Your assignment
Please report the number of lines in the entries below that contain "shirt", with nothing added.

Source material
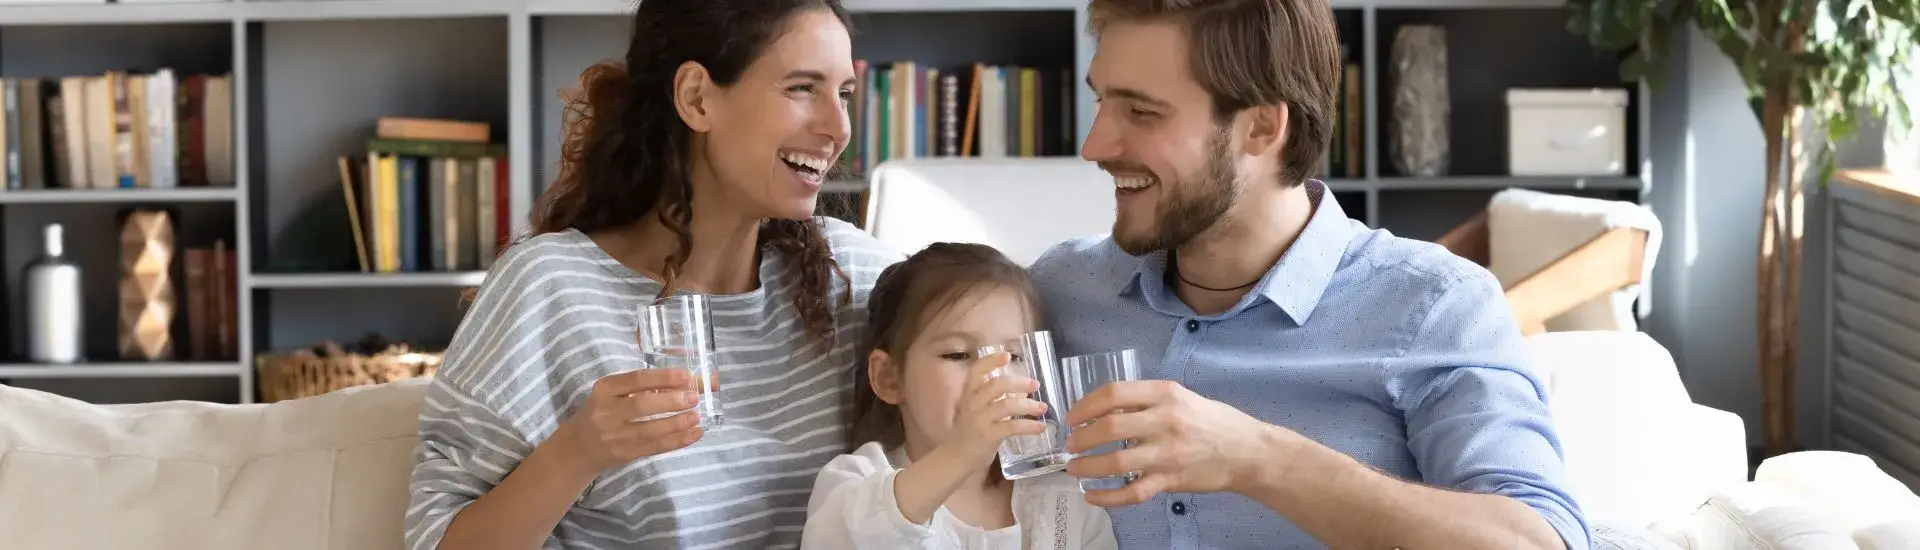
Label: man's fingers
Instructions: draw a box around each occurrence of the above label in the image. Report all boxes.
[1062,380,1174,426]
[1065,439,1159,479]
[1083,471,1169,508]
[1065,409,1153,453]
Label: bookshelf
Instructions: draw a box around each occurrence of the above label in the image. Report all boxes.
[0,0,1650,405]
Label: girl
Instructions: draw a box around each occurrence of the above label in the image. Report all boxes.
[802,243,1117,549]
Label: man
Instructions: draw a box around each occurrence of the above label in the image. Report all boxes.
[1029,0,1589,548]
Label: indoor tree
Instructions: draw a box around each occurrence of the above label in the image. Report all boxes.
[1563,0,1918,457]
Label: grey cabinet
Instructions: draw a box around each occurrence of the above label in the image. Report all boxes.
[1826,170,1920,490]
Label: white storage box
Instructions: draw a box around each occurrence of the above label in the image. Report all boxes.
[1506,88,1630,176]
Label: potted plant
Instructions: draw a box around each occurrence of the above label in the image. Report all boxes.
[1563,0,1918,457]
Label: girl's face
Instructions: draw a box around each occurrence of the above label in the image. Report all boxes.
[868,286,1036,459]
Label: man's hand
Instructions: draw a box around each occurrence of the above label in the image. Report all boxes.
[1061,379,1294,507]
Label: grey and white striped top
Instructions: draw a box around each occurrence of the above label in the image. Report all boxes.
[406,216,902,550]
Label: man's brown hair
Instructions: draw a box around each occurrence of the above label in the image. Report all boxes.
[1088,0,1343,187]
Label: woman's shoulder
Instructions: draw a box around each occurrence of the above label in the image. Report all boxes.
[811,216,905,289]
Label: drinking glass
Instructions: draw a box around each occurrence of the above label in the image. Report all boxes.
[1061,349,1143,492]
[634,294,723,427]
[978,330,1073,480]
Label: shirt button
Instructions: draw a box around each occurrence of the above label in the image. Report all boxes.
[1171,501,1188,515]
[1185,319,1200,333]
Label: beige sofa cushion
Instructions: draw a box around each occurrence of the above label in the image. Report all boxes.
[0,378,429,550]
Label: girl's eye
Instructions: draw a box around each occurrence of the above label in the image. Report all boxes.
[939,352,972,362]
[1007,353,1024,363]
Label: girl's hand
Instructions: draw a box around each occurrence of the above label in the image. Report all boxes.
[943,351,1050,463]
[551,368,707,476]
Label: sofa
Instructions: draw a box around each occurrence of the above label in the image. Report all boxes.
[5,157,1916,549]
[3,330,1914,549]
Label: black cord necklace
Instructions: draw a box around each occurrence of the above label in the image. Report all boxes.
[1170,250,1260,292]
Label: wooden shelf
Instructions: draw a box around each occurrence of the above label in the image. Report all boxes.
[241,0,517,21]
[0,362,246,379]
[0,187,239,204]
[528,0,1081,15]
[1836,169,1920,206]
[249,271,487,288]
[0,1,236,26]
[1372,176,1645,191]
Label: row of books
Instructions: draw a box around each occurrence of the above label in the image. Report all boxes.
[0,71,235,191]
[832,57,1366,181]
[841,61,1078,178]
[339,117,508,274]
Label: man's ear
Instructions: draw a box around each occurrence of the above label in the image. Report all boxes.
[1238,102,1290,158]
[868,349,904,405]
[673,61,717,132]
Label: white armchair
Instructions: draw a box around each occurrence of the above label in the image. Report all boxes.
[863,157,1114,265]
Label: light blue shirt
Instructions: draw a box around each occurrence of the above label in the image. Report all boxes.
[1028,181,1589,550]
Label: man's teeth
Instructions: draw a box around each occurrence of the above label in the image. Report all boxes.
[780,151,829,173]
[1114,175,1155,189]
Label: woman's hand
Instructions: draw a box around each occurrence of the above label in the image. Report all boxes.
[941,352,1049,464]
[552,368,708,475]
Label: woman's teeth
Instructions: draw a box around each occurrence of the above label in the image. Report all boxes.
[1114,175,1155,189]
[780,151,829,175]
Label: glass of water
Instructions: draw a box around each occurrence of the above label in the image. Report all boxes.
[635,294,723,427]
[977,330,1073,480]
[1061,348,1143,492]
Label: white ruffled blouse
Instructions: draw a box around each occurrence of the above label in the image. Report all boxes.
[800,441,1118,550]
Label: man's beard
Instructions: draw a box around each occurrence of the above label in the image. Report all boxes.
[1110,128,1239,256]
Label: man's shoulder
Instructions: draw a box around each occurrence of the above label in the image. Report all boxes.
[1343,227,1502,300]
[1029,234,1131,284]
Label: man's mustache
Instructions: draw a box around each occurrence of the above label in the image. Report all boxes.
[1097,161,1153,175]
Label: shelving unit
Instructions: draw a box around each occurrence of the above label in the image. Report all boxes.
[0,0,1649,405]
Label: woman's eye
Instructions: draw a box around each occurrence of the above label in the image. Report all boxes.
[1007,353,1024,363]
[939,352,971,362]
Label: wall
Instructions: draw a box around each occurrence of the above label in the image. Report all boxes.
[1645,27,1888,449]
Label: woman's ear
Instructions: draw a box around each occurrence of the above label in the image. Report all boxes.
[868,349,903,405]
[672,61,716,132]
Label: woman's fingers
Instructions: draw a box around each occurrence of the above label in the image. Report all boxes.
[595,368,697,397]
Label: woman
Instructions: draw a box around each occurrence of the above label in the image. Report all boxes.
[403,1,901,548]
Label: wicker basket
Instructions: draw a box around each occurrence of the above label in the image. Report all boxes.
[255,338,443,402]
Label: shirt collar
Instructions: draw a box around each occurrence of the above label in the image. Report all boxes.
[1115,180,1355,325]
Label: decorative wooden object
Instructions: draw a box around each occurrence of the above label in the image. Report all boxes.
[119,209,176,360]
[1436,211,1649,335]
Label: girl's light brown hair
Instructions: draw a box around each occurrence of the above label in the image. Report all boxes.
[848,242,1042,457]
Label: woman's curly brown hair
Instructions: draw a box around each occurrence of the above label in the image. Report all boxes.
[530,0,853,343]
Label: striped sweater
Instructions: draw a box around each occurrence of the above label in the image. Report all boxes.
[406,217,902,549]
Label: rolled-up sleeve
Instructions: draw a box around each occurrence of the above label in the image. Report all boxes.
[1390,268,1591,550]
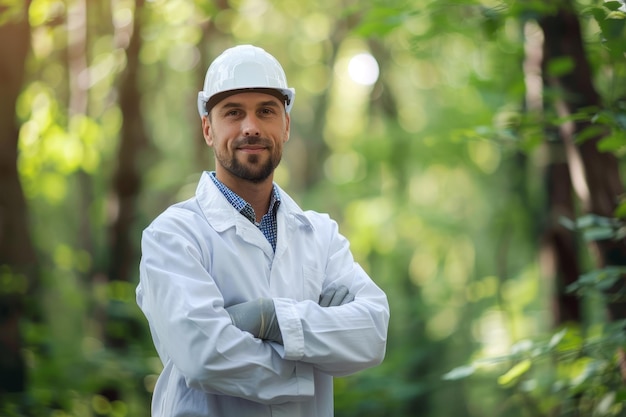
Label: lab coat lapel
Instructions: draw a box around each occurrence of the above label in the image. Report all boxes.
[195,172,239,232]
[235,216,274,258]
[274,185,314,261]
[196,172,274,256]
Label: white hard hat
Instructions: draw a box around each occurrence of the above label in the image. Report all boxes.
[197,44,295,117]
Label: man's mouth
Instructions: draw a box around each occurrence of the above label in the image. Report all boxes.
[236,138,270,153]
[238,145,266,153]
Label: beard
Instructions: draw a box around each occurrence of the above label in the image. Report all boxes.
[216,137,282,183]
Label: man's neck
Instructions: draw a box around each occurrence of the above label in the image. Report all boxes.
[216,171,273,222]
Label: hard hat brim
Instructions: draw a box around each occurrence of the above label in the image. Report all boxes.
[198,87,295,117]
[207,88,290,113]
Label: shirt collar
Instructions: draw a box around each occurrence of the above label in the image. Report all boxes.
[209,171,281,222]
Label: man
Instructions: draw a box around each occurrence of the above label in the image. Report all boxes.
[136,44,389,417]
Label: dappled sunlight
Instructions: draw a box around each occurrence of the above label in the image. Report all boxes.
[18,86,103,200]
[347,53,379,86]
[408,165,483,222]
[427,307,459,341]
[465,275,499,303]
[323,150,366,185]
[85,50,127,91]
[409,235,475,316]
[297,62,332,95]
[398,101,428,133]
[112,2,133,28]
[300,12,332,41]
[30,25,54,59]
[466,138,501,174]
[167,43,201,72]
[344,197,397,256]
[4,0,624,415]
[324,41,377,149]
[408,60,441,90]
[473,309,512,358]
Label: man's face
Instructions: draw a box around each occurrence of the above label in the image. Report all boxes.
[202,91,290,185]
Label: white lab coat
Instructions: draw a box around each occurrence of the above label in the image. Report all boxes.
[136,171,389,417]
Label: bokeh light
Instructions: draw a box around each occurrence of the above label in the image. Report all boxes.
[347,52,379,86]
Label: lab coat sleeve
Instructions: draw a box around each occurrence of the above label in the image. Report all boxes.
[273,216,390,377]
[137,211,314,404]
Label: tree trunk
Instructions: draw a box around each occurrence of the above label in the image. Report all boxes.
[540,148,583,324]
[109,0,149,285]
[538,1,626,323]
[522,18,583,326]
[0,1,36,397]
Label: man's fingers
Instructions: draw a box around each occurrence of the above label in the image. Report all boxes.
[329,285,349,306]
[319,287,335,307]
[340,291,355,305]
[319,285,354,307]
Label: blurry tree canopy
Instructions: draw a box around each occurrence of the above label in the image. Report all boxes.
[0,0,625,416]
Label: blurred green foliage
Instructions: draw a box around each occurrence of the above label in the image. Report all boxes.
[1,0,626,416]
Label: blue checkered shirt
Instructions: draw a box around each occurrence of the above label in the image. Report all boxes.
[209,172,280,252]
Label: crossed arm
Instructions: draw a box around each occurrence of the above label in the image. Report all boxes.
[225,286,355,344]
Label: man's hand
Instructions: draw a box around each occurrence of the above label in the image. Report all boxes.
[227,286,354,344]
[226,298,283,344]
[318,285,354,307]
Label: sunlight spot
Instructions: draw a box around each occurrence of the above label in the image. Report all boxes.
[324,151,365,184]
[409,247,438,287]
[467,139,501,174]
[112,5,133,29]
[473,309,511,357]
[427,308,458,340]
[302,13,331,41]
[348,53,379,86]
[167,43,200,72]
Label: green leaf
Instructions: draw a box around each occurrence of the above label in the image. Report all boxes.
[574,124,607,144]
[560,214,620,241]
[567,267,626,293]
[615,388,626,402]
[596,392,616,415]
[607,10,626,19]
[548,328,568,350]
[510,339,533,355]
[497,359,531,387]
[614,201,626,219]
[576,214,615,228]
[352,7,411,37]
[598,130,626,152]
[583,226,616,242]
[546,56,575,77]
[605,1,625,11]
[558,216,576,231]
[442,365,476,381]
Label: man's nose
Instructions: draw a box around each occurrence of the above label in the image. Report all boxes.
[242,115,261,136]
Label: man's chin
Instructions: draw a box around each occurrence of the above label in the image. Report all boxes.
[229,165,274,183]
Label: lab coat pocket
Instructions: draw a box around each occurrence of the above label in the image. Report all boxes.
[302,265,324,302]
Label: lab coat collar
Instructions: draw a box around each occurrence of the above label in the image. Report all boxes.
[195,171,315,232]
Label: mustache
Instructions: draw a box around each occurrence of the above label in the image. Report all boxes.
[234,137,272,147]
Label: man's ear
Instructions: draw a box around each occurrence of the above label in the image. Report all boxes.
[284,113,291,143]
[202,115,213,146]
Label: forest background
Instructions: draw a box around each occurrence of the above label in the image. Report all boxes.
[1,0,626,416]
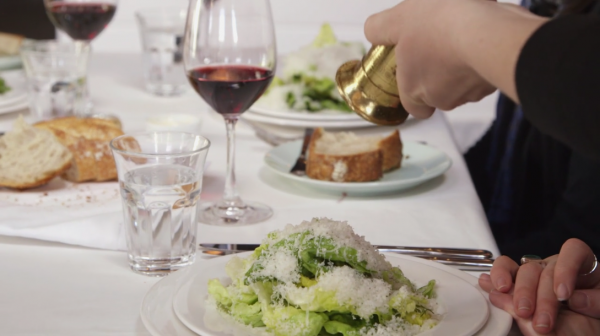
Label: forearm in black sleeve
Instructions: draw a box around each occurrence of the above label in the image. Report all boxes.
[516,14,600,162]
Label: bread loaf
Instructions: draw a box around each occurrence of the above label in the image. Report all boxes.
[0,32,23,56]
[306,128,402,182]
[35,117,124,182]
[0,116,72,189]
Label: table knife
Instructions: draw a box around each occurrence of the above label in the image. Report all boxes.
[289,128,314,175]
[198,244,493,271]
[199,244,493,259]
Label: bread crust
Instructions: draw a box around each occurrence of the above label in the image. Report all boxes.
[34,117,123,182]
[379,129,402,172]
[305,128,403,183]
[306,128,383,182]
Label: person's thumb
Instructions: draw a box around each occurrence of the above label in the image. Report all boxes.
[567,289,600,319]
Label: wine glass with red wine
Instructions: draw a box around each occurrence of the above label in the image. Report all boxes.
[44,0,118,116]
[183,0,276,225]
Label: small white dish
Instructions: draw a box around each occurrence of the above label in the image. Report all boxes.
[170,252,491,336]
[145,113,203,134]
[140,254,513,336]
[263,140,452,196]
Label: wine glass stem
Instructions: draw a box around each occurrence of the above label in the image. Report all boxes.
[74,40,92,118]
[223,116,241,205]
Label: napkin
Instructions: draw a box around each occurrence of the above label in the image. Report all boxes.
[0,178,127,250]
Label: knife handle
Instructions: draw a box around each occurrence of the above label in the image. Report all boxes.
[375,246,494,259]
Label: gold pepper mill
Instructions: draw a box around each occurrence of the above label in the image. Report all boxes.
[336,45,409,126]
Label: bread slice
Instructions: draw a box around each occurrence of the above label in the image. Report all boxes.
[0,32,23,56]
[0,116,72,189]
[306,128,402,182]
[35,117,124,182]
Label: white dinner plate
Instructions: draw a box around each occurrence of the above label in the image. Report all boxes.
[242,110,374,129]
[140,254,513,336]
[263,140,452,196]
[251,104,364,122]
[166,252,504,336]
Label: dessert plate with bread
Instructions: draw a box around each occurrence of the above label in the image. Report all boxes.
[264,128,451,196]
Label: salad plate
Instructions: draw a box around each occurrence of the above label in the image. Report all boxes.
[264,140,452,196]
[0,55,22,71]
[0,71,28,115]
[242,110,374,129]
[140,254,513,336]
[250,104,363,122]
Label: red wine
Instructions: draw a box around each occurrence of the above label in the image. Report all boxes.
[47,2,116,41]
[187,65,273,115]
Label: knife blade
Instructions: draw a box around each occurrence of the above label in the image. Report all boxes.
[289,128,314,176]
[199,244,494,260]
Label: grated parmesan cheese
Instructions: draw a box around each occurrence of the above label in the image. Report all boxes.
[263,218,392,274]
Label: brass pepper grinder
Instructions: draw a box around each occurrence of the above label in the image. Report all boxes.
[336,45,409,126]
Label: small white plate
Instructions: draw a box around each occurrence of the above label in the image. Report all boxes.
[170,253,492,336]
[263,140,452,196]
[251,104,363,122]
[0,71,28,115]
[242,110,374,129]
[0,55,22,71]
[140,255,513,336]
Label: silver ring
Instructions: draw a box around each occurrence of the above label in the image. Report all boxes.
[580,254,598,277]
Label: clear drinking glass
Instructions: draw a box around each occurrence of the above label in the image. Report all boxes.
[110,132,210,276]
[183,0,277,226]
[20,40,90,121]
[136,7,188,96]
[44,0,119,116]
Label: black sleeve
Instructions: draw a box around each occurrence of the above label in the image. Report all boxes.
[516,14,600,162]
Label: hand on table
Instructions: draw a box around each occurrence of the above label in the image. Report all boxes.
[478,238,600,335]
[363,0,547,117]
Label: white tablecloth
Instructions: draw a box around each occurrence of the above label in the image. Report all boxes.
[0,54,510,335]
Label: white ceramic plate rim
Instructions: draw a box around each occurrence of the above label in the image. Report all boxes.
[251,104,363,122]
[242,111,374,129]
[140,255,513,336]
[0,99,28,115]
[170,252,491,336]
[263,140,452,194]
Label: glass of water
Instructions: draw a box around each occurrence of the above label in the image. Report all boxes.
[110,132,210,276]
[20,40,90,121]
[135,7,188,96]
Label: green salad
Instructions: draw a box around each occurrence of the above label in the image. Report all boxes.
[205,218,442,336]
[258,24,365,113]
[0,76,10,94]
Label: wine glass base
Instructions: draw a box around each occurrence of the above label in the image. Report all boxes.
[198,201,273,226]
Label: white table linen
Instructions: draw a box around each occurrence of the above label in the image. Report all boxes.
[0,54,510,335]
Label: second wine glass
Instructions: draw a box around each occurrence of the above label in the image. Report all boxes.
[183,0,277,225]
[44,0,118,117]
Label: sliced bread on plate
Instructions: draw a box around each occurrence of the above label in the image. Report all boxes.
[306,128,402,182]
[0,116,72,189]
[35,117,124,182]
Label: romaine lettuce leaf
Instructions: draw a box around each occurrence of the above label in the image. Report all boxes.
[262,306,328,336]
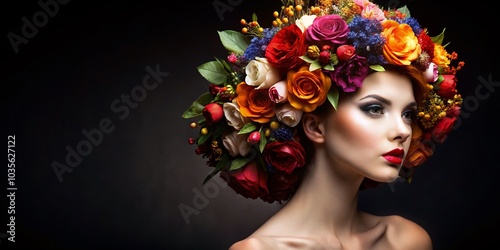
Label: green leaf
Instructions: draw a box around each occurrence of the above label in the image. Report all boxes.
[203,154,229,185]
[197,92,215,105]
[323,63,334,71]
[435,74,444,85]
[181,101,204,119]
[369,65,385,72]
[299,55,317,64]
[259,129,267,153]
[197,61,229,85]
[309,61,322,71]
[327,87,339,110]
[218,30,250,55]
[230,157,250,171]
[217,57,234,73]
[252,13,258,22]
[430,28,446,45]
[197,130,212,145]
[397,5,411,17]
[181,92,214,118]
[238,122,258,134]
[330,53,339,65]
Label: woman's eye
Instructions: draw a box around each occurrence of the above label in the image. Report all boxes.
[402,109,416,122]
[362,104,384,116]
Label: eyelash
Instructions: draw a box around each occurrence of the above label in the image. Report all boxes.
[361,104,416,123]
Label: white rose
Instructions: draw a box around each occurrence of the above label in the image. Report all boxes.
[296,14,317,33]
[268,80,288,103]
[223,102,250,130]
[222,130,252,157]
[245,57,281,89]
[276,103,303,127]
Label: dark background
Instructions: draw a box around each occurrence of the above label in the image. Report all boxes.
[1,0,498,249]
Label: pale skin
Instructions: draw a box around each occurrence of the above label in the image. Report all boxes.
[229,71,433,250]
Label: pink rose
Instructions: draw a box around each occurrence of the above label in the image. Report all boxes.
[226,161,268,200]
[305,14,349,48]
[263,141,306,174]
[424,62,438,83]
[360,3,385,22]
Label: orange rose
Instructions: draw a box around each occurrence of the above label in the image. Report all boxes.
[235,82,276,123]
[381,20,421,65]
[403,140,434,168]
[286,66,332,112]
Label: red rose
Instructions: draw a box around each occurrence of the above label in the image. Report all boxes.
[431,117,456,143]
[263,141,306,174]
[261,170,302,203]
[437,75,457,99]
[265,24,307,71]
[226,161,268,199]
[202,103,223,125]
[336,45,355,61]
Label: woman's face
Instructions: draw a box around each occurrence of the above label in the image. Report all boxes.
[323,71,417,183]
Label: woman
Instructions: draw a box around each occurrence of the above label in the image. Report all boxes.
[229,65,433,250]
[182,0,463,249]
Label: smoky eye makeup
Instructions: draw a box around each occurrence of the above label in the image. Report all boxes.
[360,103,385,116]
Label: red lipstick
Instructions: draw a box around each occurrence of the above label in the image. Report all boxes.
[382,148,404,165]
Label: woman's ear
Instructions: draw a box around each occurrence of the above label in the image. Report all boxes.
[301,113,325,144]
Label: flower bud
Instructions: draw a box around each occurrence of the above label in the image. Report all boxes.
[307,45,320,59]
[336,45,355,61]
[247,131,261,145]
[423,62,438,83]
[319,50,331,64]
[203,103,224,125]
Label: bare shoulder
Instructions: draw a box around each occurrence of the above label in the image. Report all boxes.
[383,215,433,250]
[229,236,326,250]
[229,237,263,250]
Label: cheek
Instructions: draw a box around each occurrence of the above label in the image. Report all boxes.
[328,110,378,151]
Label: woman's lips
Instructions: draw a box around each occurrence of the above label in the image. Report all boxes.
[382,148,404,165]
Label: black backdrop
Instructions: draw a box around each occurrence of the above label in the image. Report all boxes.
[2,0,499,249]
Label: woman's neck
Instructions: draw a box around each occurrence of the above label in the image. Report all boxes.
[254,149,366,239]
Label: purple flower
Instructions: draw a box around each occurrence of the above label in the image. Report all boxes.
[328,55,369,92]
[305,14,349,48]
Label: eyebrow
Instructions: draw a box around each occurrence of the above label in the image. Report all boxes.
[359,94,417,109]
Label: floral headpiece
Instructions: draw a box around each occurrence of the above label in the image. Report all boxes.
[182,0,464,203]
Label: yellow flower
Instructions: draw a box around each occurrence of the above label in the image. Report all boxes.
[432,43,451,69]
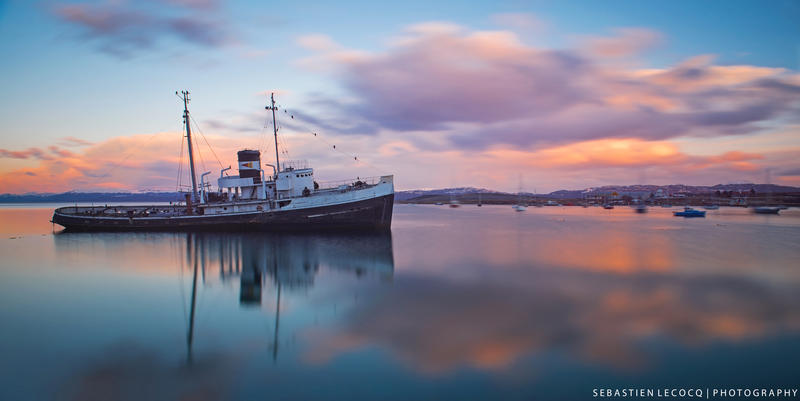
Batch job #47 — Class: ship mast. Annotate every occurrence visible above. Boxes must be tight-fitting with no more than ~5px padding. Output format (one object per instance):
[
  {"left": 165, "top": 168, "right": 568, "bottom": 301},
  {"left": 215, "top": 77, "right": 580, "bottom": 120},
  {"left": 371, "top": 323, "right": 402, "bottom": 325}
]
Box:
[
  {"left": 265, "top": 93, "right": 280, "bottom": 174},
  {"left": 179, "top": 90, "right": 200, "bottom": 203}
]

Result of the task
5